Responda com base no texto sobre a atriz Larissa Goés:
1. Que personagem ela interpreta como protagonista em “Cine Holliúdy”?
2. Com que idade ela começou a estudar atuação?
3. Qual é o nome do espaço independente em que ficava o curso gratuito de teatro?

[TEXTO SELECIONADO]
● ● ● ● ●
No ar em “Cine Holliúdy”, na TV Globo, interpretando Rosalinda como protagonista, a atriz Larissa Goés já havia recebido destaque antes ao viver a antagonista da novela “Velho Chico”. A cearense de 28 anos que faz do teatro e da arte seu trabalho e sua vida, começou a estudar atuação de forma despretensiosa, aos 10 anos, em um curso gratuito perto de onde morava, e desde então nunca mais parou.
Para Larissa, assumir esse lugar mostra um avanço, mesmo que a passos lentos, que é fruto de uma luta que continua. “A minha condição de mulher preta nordestina assume não só um destaque numa série de sucesso nacional, mas um lugar político de representação que me foi negado por muito tempo e ainda hoje é negado para tantas pessoas que hoje tentam viver de arte”, diz.
Mas tudo começou quando sua mãe decidiu a matricular em um curso gratuito de teatro em um espaço independente chamado “Casa da Comédia Cearense”, no bairro em que morava. Antes disso, Larissa diz que não tinha muita noção do que trabalhar com atuação, significava.
“Nunca tinha assistido a um espetáculo de teatro num palco de teatro. Essa ideia pra mim era inacessível em muitos níveis, desde o nível estrutural, quando não se é fomentado o interesse pelas artes cênicas na educação básica, até o nível prático mesmo, quando não se tem um equipamento de cultura próximo da minha casa”, explicou.
● ● ● ● ●
Entradas contidas em um conjunto de dados
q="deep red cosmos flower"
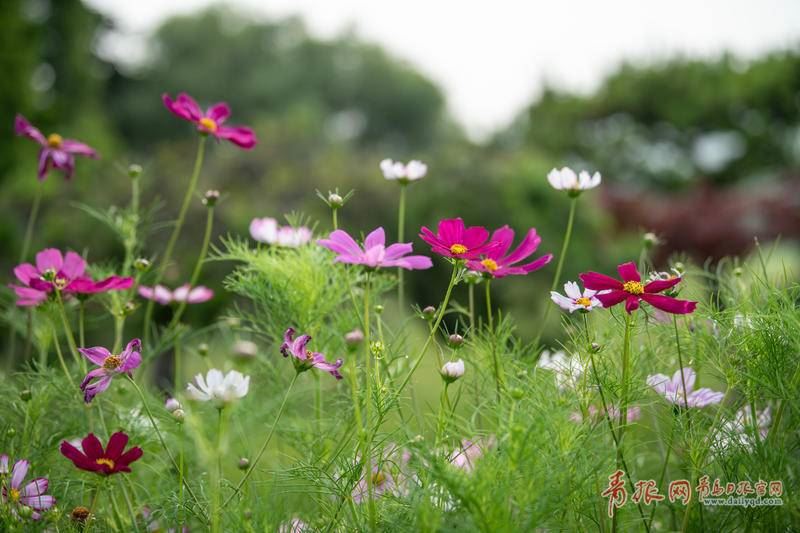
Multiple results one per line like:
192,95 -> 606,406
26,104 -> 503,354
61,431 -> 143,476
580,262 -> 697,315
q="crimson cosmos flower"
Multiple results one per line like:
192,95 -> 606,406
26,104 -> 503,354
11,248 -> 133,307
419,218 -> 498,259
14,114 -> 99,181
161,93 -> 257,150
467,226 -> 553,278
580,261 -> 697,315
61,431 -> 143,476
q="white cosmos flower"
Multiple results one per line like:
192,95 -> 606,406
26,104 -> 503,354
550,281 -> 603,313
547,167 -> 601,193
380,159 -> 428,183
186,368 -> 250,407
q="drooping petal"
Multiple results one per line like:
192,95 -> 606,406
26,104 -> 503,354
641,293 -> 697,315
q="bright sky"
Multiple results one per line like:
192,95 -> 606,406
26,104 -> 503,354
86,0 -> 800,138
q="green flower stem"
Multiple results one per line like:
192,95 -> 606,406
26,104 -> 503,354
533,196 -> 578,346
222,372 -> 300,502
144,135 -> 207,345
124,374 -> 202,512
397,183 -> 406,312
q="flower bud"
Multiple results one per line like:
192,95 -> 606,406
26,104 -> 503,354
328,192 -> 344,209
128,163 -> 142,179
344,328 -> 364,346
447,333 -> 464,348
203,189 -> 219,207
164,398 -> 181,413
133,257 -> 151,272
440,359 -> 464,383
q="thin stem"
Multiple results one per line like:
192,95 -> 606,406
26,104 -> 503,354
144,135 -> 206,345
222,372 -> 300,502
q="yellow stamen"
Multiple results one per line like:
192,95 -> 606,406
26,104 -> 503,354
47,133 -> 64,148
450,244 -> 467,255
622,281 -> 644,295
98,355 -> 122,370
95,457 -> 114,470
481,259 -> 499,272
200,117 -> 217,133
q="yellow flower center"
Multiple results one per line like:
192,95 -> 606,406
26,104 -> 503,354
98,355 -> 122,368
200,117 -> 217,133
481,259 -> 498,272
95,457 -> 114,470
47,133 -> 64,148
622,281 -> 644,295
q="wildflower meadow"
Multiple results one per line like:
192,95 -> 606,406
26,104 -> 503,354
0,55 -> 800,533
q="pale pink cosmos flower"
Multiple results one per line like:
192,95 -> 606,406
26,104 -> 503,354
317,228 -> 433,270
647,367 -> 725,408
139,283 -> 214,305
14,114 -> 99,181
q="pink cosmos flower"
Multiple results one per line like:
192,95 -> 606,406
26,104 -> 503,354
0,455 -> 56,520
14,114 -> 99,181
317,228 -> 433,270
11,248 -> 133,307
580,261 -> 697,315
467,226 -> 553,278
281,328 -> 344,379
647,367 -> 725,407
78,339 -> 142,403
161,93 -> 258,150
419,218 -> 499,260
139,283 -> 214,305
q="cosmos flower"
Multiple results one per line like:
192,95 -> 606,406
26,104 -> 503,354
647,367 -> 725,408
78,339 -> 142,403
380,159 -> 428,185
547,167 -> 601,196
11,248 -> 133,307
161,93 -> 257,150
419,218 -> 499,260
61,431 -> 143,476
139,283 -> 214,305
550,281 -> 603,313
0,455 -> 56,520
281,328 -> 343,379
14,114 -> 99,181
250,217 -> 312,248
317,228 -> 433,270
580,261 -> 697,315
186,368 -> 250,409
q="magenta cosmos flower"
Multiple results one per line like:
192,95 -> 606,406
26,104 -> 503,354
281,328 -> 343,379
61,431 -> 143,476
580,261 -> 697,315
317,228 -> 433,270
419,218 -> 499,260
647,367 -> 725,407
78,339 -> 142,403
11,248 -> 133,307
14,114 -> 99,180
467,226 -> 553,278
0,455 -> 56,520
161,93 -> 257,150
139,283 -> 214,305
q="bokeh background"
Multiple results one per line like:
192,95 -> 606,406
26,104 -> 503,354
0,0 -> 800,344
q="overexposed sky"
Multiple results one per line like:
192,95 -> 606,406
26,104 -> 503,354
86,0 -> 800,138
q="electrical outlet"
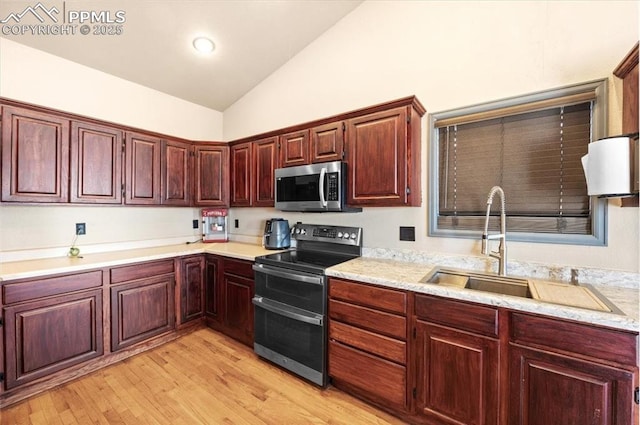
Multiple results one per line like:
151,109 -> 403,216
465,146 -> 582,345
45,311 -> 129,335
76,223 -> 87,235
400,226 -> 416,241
● ● ● ● ●
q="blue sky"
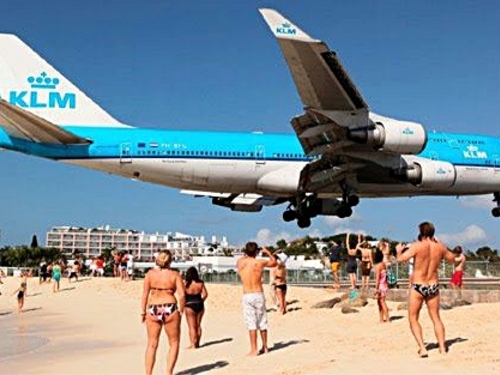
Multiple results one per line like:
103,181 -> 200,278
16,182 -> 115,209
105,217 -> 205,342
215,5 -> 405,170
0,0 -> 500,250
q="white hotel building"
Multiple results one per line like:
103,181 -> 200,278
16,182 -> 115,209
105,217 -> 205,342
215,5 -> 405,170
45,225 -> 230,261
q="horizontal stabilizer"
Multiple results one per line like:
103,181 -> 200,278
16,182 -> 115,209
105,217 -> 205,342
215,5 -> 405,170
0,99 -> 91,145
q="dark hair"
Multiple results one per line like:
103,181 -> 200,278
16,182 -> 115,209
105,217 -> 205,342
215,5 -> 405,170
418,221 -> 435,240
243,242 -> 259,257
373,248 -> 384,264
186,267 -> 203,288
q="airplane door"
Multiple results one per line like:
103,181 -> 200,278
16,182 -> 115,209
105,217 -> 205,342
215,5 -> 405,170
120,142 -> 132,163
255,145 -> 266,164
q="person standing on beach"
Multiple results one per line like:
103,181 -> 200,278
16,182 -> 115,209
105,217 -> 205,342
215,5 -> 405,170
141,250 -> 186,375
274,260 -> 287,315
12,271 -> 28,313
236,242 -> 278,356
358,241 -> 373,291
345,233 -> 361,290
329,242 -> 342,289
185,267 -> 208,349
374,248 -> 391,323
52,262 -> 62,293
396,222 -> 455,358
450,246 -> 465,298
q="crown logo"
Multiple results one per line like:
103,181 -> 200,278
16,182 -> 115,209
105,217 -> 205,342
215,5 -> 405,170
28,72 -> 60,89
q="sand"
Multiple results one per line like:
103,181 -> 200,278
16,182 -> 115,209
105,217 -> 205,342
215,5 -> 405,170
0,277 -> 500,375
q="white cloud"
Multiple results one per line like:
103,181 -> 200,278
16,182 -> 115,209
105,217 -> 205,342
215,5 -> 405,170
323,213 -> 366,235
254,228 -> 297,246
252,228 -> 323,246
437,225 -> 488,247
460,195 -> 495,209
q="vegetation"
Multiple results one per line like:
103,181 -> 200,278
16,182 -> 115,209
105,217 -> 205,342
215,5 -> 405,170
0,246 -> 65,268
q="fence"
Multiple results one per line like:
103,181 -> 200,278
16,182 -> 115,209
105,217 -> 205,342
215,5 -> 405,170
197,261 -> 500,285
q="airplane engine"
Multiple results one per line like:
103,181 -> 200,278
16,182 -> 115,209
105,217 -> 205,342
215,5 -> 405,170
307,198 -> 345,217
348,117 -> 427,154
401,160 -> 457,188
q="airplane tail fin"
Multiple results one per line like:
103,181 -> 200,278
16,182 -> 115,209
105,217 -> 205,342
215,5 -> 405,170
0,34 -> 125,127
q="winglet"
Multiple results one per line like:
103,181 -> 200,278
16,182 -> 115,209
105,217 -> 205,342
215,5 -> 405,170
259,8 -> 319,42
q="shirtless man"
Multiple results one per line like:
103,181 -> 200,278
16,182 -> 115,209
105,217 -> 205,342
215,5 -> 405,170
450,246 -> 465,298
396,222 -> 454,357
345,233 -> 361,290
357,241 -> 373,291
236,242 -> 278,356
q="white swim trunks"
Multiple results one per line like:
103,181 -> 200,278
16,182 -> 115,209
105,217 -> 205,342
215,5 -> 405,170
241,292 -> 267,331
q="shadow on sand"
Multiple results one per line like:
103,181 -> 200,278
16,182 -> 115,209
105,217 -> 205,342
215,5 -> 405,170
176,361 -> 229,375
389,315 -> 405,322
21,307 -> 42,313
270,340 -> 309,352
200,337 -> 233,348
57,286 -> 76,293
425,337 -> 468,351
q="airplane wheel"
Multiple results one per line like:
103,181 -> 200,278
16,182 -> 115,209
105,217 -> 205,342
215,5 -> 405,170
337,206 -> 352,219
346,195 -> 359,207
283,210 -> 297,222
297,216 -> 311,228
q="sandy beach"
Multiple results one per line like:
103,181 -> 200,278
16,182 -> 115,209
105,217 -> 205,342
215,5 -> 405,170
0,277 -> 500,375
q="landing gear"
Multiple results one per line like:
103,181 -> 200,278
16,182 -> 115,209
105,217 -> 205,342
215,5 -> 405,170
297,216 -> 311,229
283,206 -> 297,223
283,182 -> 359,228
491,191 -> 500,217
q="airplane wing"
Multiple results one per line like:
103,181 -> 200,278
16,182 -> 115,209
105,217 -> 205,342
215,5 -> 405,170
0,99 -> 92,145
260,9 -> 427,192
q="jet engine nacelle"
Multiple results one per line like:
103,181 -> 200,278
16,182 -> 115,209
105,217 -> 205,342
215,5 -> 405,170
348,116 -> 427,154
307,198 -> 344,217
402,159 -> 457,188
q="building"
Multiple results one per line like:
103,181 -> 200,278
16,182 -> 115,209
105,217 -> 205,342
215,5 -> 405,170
● ● ● ● ●
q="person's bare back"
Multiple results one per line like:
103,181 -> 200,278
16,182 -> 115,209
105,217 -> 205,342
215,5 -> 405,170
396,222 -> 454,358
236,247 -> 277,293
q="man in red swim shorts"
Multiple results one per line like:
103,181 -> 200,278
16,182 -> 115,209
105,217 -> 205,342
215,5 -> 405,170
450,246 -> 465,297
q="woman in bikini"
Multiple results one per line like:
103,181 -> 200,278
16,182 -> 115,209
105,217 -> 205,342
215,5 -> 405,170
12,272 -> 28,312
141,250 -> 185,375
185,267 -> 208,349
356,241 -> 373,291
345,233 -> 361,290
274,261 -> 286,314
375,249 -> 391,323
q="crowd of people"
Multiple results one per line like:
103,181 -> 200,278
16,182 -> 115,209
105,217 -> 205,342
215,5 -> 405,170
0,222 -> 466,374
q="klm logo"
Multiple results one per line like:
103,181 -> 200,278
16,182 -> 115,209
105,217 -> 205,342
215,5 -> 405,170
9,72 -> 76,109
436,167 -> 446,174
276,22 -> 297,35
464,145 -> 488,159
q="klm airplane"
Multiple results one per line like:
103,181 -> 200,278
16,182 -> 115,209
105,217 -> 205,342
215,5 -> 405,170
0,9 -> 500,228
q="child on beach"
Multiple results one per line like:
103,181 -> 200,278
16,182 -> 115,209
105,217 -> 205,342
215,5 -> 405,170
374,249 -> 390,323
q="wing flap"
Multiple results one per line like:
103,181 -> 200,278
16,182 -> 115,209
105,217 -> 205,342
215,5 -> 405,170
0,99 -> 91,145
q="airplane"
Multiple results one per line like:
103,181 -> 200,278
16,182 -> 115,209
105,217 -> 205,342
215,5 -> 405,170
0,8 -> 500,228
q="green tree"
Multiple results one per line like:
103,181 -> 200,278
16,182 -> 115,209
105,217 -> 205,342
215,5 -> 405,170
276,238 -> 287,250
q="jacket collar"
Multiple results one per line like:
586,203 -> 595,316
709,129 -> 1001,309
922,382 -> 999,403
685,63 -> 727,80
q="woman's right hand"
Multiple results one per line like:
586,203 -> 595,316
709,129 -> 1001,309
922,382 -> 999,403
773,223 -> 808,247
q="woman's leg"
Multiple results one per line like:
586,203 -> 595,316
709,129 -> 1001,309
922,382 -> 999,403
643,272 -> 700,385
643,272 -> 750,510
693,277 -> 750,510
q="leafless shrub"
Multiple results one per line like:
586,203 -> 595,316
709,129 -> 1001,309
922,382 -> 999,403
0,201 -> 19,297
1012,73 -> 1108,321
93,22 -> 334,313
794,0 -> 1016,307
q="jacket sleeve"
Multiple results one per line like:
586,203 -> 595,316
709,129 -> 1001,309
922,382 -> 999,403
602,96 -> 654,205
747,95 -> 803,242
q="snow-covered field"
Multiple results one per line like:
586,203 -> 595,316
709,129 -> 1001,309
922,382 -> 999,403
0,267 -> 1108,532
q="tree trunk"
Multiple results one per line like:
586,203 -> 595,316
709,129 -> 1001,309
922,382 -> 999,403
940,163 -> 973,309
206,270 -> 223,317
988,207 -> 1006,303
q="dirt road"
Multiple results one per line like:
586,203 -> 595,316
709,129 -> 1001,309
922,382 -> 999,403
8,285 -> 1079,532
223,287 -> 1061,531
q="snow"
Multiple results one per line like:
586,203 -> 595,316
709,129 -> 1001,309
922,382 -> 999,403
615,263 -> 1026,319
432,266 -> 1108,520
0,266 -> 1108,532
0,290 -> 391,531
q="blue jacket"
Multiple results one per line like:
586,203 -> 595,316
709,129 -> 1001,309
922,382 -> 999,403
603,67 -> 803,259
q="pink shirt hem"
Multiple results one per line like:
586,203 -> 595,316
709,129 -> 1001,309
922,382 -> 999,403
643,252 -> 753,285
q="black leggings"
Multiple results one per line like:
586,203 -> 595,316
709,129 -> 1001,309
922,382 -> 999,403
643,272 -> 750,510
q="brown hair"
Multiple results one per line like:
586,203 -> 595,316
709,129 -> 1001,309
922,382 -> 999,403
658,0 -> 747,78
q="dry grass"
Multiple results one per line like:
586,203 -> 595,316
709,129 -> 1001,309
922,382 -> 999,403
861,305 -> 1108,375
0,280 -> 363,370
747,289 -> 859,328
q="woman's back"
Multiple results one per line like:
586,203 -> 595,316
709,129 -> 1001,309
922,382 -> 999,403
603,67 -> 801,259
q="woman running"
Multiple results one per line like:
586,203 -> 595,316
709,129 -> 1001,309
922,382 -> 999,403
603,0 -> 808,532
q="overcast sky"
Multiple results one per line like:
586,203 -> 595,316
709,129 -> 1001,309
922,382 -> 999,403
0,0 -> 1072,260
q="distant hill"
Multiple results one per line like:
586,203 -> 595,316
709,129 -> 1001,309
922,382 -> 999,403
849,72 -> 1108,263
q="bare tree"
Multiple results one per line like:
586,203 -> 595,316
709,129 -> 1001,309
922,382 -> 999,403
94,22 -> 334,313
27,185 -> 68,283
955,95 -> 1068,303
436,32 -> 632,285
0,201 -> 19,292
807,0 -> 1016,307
● ● ● ● ●
[RESPOSTA]
1. Rosalinda.
2. Aos 10 anos.
3. Casa da Comédia Cearense.